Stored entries
● ● ● ● ● ● ●

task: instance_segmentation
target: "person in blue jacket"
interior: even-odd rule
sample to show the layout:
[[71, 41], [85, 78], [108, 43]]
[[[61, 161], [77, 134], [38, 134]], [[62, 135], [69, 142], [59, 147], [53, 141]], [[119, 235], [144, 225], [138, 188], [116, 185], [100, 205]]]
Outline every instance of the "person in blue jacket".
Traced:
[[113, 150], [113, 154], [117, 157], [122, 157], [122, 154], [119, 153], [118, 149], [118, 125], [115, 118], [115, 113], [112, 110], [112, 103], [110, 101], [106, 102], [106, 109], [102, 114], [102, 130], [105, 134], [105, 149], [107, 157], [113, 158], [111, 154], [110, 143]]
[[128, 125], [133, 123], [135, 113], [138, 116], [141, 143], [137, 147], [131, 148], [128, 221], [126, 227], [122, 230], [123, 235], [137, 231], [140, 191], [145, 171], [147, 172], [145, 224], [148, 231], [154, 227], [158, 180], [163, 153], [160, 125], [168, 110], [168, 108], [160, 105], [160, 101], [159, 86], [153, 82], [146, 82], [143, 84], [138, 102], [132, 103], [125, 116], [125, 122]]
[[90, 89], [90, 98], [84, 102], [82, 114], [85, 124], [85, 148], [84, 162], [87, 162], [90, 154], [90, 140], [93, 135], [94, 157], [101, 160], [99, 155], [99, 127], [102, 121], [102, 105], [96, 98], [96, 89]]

● ● ● ● ● ● ●

> _What to produce_
How many lines in the items above contain the word "blue"? Reply with the number alone.

> _Solved problem_
2